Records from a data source
#####

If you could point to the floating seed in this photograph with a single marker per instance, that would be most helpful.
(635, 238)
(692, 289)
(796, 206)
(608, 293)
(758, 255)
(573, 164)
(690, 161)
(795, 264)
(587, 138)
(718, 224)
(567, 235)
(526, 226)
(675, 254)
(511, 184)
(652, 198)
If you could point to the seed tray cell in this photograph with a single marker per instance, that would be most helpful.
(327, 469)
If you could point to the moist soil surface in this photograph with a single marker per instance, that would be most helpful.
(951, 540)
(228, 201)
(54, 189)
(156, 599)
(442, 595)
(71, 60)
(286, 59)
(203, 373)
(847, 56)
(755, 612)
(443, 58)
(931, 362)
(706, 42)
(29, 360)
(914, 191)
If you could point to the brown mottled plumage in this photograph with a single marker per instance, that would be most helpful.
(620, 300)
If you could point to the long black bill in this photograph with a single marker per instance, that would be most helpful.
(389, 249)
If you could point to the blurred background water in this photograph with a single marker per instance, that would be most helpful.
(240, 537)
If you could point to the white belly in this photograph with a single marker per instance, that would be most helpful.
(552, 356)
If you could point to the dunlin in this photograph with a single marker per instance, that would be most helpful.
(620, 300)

#####

WRITTEN EXERCISE>
Turn all of the data above into a numbered list with one line per item, leaving out any blank lines.

FINISHED ANSWER>
1. If you could point to the floating seed in this photograph with a single marker per instance, that would be most helpful.
2. (635, 238)
3. (692, 289)
4. (796, 206)
5. (608, 293)
6. (758, 255)
7. (573, 164)
8. (690, 161)
9. (795, 264)
10. (587, 138)
11. (718, 224)
12. (567, 235)
13. (526, 226)
14. (675, 254)
15. (511, 184)
16. (652, 198)
17. If you could point to the seed tray cell in this photograph with a single marker per instance, that would be most helpful.
18. (327, 469)
19. If you could point to the moist soil surface in this photograph with a single marker per instance, that would be most helpful.
20. (951, 540)
21. (228, 201)
22. (54, 189)
23. (156, 599)
24. (442, 595)
25. (71, 60)
26. (286, 59)
27. (203, 373)
28. (847, 56)
29. (755, 612)
30. (443, 58)
31. (931, 362)
32. (706, 42)
33. (29, 360)
34. (914, 191)
35. If you could point to the brown mottled plumage in this photograph with a single marker per instance, that would be most helpful.
36. (620, 300)
37. If you could point to the long black bill in this photograph with a single marker per instance, that would be most helpful.
38. (389, 249)
39. If you could point to the blurred background water in this photograph with a single marker per instance, that would be most helpful.
40. (240, 537)
41. If you could point to the white belly in this photograph with a single marker per instance, that would be most helpful.
42. (552, 356)
43. If you could point to the dunlin in this photograph with a single marker per instance, that would be most helpful.
44. (620, 300)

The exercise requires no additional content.